Dataset entries:
****************************************

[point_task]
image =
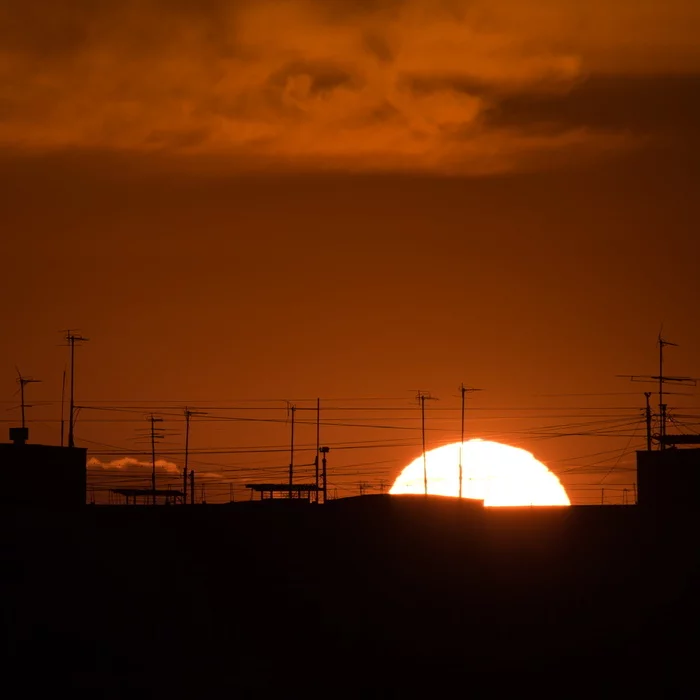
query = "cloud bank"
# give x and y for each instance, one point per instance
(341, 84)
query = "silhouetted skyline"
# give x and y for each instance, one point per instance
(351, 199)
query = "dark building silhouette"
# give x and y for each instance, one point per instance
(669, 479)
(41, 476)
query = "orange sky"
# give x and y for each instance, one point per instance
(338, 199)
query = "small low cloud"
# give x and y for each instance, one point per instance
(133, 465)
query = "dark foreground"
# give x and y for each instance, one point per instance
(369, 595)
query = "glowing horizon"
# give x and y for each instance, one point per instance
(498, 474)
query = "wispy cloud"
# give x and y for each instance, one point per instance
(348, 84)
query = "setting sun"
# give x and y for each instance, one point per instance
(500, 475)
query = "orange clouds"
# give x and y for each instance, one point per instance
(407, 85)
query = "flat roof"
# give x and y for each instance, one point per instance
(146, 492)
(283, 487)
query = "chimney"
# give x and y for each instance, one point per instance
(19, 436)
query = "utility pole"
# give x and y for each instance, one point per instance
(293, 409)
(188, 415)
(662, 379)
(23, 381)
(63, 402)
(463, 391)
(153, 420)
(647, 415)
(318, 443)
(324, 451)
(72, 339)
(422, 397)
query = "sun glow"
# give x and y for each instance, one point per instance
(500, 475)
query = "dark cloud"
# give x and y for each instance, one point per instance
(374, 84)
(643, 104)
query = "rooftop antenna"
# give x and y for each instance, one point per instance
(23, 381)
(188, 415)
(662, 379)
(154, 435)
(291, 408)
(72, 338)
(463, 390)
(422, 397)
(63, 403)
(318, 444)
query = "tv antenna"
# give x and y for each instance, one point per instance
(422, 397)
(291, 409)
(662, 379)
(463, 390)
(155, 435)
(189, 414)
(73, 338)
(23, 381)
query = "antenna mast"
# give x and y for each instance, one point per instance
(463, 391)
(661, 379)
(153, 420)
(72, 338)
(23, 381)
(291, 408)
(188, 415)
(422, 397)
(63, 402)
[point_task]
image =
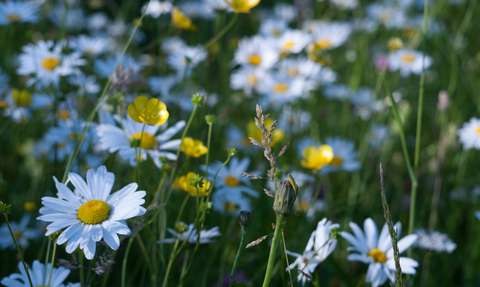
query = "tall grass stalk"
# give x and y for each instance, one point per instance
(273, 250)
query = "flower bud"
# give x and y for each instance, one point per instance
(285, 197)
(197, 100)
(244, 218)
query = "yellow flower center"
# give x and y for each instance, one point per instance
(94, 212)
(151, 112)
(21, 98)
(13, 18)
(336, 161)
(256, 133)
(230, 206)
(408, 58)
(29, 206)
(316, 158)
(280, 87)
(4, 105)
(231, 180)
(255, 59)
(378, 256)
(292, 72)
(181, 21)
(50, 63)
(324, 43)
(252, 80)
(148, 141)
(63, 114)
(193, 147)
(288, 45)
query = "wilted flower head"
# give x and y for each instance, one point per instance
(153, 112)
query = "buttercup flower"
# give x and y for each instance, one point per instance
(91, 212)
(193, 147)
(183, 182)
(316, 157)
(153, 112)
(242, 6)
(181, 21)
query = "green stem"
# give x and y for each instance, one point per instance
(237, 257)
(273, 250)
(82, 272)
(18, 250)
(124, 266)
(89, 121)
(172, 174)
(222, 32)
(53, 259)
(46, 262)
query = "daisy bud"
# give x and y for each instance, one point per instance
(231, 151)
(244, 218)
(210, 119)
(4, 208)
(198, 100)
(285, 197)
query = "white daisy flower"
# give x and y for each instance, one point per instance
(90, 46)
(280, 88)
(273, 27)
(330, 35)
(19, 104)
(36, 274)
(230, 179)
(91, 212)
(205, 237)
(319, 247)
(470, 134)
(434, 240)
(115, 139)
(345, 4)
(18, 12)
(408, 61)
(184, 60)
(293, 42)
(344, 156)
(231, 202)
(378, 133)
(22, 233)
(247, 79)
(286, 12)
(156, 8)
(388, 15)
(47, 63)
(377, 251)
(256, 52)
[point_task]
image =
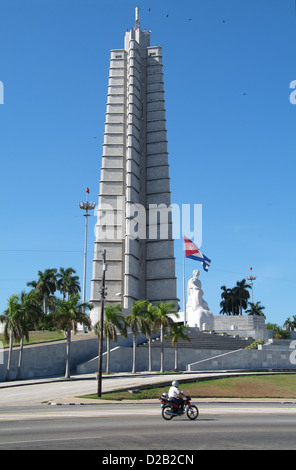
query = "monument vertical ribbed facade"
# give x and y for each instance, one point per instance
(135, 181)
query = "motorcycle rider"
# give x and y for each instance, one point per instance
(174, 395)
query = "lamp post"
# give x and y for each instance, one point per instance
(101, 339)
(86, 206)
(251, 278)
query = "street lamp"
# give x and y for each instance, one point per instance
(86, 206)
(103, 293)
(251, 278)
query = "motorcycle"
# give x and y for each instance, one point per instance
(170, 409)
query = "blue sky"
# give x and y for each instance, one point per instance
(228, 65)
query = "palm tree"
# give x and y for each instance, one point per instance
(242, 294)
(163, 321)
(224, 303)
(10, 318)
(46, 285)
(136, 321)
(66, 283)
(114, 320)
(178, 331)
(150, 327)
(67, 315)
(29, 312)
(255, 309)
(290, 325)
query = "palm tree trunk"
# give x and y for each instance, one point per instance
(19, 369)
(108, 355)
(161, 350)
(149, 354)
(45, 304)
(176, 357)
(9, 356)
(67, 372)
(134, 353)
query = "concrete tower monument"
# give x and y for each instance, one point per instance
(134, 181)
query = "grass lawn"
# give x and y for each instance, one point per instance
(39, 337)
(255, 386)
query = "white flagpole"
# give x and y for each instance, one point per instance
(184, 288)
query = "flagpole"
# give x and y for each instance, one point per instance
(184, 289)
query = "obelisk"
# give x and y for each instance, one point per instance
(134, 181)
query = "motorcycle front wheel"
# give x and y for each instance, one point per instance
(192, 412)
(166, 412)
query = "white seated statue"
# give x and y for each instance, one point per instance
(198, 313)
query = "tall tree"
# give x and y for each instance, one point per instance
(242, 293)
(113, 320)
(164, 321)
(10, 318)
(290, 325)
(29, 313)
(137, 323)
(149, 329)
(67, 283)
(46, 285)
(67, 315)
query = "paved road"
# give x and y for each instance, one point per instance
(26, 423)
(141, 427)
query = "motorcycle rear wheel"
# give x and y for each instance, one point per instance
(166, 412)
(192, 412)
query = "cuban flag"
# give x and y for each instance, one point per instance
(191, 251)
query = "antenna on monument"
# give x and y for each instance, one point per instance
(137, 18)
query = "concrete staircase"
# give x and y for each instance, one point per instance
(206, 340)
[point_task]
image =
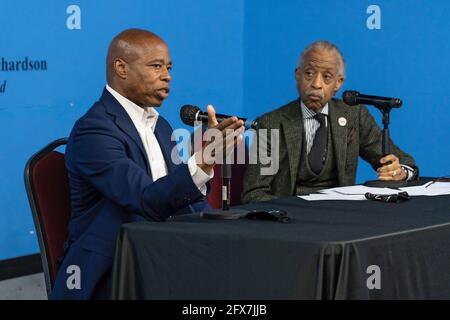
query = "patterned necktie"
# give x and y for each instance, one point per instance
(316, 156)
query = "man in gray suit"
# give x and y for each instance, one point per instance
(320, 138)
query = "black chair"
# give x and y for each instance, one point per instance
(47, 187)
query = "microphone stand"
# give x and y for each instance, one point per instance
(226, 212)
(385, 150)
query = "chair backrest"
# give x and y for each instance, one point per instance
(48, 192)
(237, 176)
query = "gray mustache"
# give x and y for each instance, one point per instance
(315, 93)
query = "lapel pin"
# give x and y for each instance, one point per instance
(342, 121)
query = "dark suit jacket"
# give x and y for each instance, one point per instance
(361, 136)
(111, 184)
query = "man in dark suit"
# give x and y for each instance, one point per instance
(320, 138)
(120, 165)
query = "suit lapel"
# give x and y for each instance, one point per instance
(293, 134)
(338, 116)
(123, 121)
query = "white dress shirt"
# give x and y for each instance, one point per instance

****************************************

_The problem:_
An exact copy of the entries above is needed, with the pictures removed.

_Expected answer:_
[point_task]
image =
query = "cloud bank"
# give x and y for each instance, one point per instance
(341, 84)
query = "silhouetted skyline"
# give x and y for each instance, one point per instance
(351, 199)
query = "dark building silhouette"
# give x and y for each instance, one point per instance
(669, 479)
(41, 476)
query = "orange sky"
# give x and y for each instance, one point per instance
(338, 199)
query = "small low cloud"
# give x and y for each instance, one point per instance
(133, 465)
query = "dark foreground"
# give x and y for each instance, one point per instance
(369, 595)
query = "glowing horizon"
# give x and y for each instance, one point per instance
(498, 474)
query = "wispy cloud"
# give x and y for each instance, one point per instance
(348, 84)
query = "setting sun"
# give x and y for each instance, one point per instance
(500, 475)
query = "orange clouds"
# give x and y for each instance, one point per instance
(407, 85)
query = "flat roof"
# give x and y for each instance, one point per instance
(146, 492)
(283, 487)
query = "chimney"
# give x and y for each instance, one point per instance
(19, 436)
query = "utility pole"
# give x and y for each instance, one point per instance
(293, 409)
(188, 415)
(662, 379)
(23, 381)
(63, 402)
(463, 391)
(153, 420)
(647, 415)
(318, 443)
(324, 451)
(72, 339)
(422, 397)
query = "sun glow"
# give x and y for each instance, one point per instance
(500, 475)
query = "dark cloud"
# give x and y for each instance, one point per instance
(374, 84)
(643, 104)
query = "rooftop antenna"
# give x and y for each instance, one point per instance
(23, 381)
(188, 415)
(662, 379)
(154, 435)
(291, 408)
(72, 338)
(463, 390)
(422, 397)
(63, 403)
(318, 444)
query = "tv antenna"
# give x and y for each instance, one point per instance
(422, 397)
(291, 409)
(662, 379)
(463, 390)
(155, 435)
(189, 414)
(73, 338)
(23, 381)
query = "antenna mast"
# give x and y for each instance, one point per instance
(463, 391)
(661, 379)
(153, 420)
(72, 338)
(23, 381)
(291, 408)
(188, 415)
(422, 397)
(63, 402)
[point_task]
image =
query = "tall grass stalk"
# give x and y for each instance, one point per instance
(273, 250)
query = "flower bud"
# give x and y for each instance, one point per instance
(285, 197)
(197, 100)
(244, 218)
query = "yellow flower center"
# give x and y for each instance, one point per instance
(94, 212)
(151, 112)
(21, 98)
(13, 18)
(336, 161)
(256, 133)
(230, 206)
(408, 58)
(29, 206)
(316, 158)
(280, 87)
(4, 105)
(231, 180)
(255, 59)
(378, 256)
(292, 72)
(181, 21)
(50, 63)
(324, 43)
(252, 80)
(148, 141)
(63, 114)
(193, 147)
(288, 45)
query = "wilted flower head"
# give x and y for each instance, one point per instance
(153, 112)
query = "buttercup flower"
# give x and y for each instance, one point per instance
(91, 212)
(193, 147)
(183, 182)
(316, 157)
(153, 112)
(242, 6)
(181, 21)
query = "green stem"
# give x and y for each instance, one point per instance
(237, 257)
(273, 250)
(82, 272)
(18, 250)
(124, 266)
(89, 121)
(172, 174)
(222, 32)
(53, 259)
(46, 262)
query = "daisy bud"
# give x and y for each instance, one point per instance
(231, 151)
(244, 218)
(210, 119)
(4, 208)
(198, 100)
(285, 197)
query = "white daisy flower"
# give x and y for each instance, one point per instance
(90, 46)
(280, 88)
(273, 27)
(330, 35)
(19, 104)
(36, 274)
(230, 179)
(91, 212)
(205, 237)
(319, 247)
(470, 134)
(434, 240)
(115, 139)
(345, 4)
(18, 12)
(408, 61)
(184, 60)
(293, 42)
(344, 156)
(231, 202)
(378, 133)
(22, 233)
(247, 79)
(286, 12)
(156, 8)
(388, 15)
(47, 63)
(377, 251)
(256, 52)
[point_task]
image =
query = "monument vertical ribbed facade"
# give x and y for each instance, one point per instance
(135, 181)
query = "motorcycle rider"
# give x and y for each instance, one point per instance
(174, 395)
query = "lamp post"
# give x and y for each instance, one point per instance
(101, 339)
(86, 206)
(251, 278)
query = "street lamp"
# give x and y for each instance, one point per instance
(86, 206)
(103, 293)
(251, 278)
query = "motorcycle"
# give x and y for each instance, one point per instance
(170, 409)
query = "blue sky"
# give x and y for each instance, one point per instance
(228, 65)
query = "palm tree"
# give x and y for each instance, one point per instance
(242, 294)
(163, 321)
(224, 303)
(10, 318)
(46, 285)
(136, 321)
(66, 283)
(114, 320)
(178, 331)
(150, 327)
(67, 315)
(29, 312)
(255, 309)
(290, 325)
query = "palm tree trunk"
# give x and y for each instance, one point per instance
(19, 369)
(108, 355)
(161, 350)
(149, 354)
(45, 304)
(176, 357)
(9, 356)
(67, 372)
(134, 353)
query = "concrete tower monument"
# give x and y for each instance, one point per instance
(134, 181)
query = "grass lawn"
# give x and y for each instance, one point per instance
(39, 337)
(255, 386)
query = "white flagpole"
# give x and y for each instance, one point per instance
(184, 288)
query = "flagpole"
# give x and y for each instance, one point per instance
(184, 289)
query = "obelisk"
# give x and y for each instance, one point per instance
(134, 181)
query = "motorcycle front wheel"
# give x and y for each instance, one point per instance
(192, 412)
(166, 412)
query = "white seated statue"
# give x and y for each instance, one point per instance
(198, 313)
query = "tall tree"
# give x and y for each instance, one point per instance
(242, 293)
(113, 320)
(164, 321)
(10, 318)
(290, 325)
(29, 313)
(137, 323)
(149, 329)
(67, 283)
(46, 285)
(67, 315)
query = "paved road"
# give x and y for each instance, one point per instance
(26, 423)
(141, 427)
query = "motorcycle rear wheel"
# give x and y for each instance, one point per instance
(166, 412)
(192, 412)
query = "cuban flag"
# give x and y for each instance, one point per instance
(191, 251)
query = "antenna on monument"
# give x and y for each instance, one point per instance
(137, 18)
query = "concrete staircase"
# give x and y for each instance, one point per instance
(206, 340)
[point_task]
image =
query = "patterned necktie"
# give x and y for each instance, one point per instance
(316, 156)
query = "man in gray suit"
# give x and y for each instance, one point per instance
(320, 138)
query = "black chair"
# give x and y for each instance, one point per instance
(47, 187)
query = "microphone stand"
# give x and y for each instance, one point per instance
(226, 212)
(385, 150)
query = "chair backrest"
# give x and y for each instance, one point per instance
(48, 192)
(237, 176)
query = "gray mustache"
# give x and y for each instance, one point per instance
(315, 93)
query = "lapel pin"
# give x and y for each instance, one point per instance
(342, 121)
query = "dark suit jacket"
# give x and y for each instance, one point per instance
(361, 136)
(111, 184)
query = "man in dark suit"
# give x and y for each instance, one point per instance
(320, 138)
(120, 165)
query = "suit lapel"
# give x and y for each instance, one point per instance
(293, 134)
(338, 116)
(123, 121)
query = "white dress shirt"
# give x and y for each instance, one point per instance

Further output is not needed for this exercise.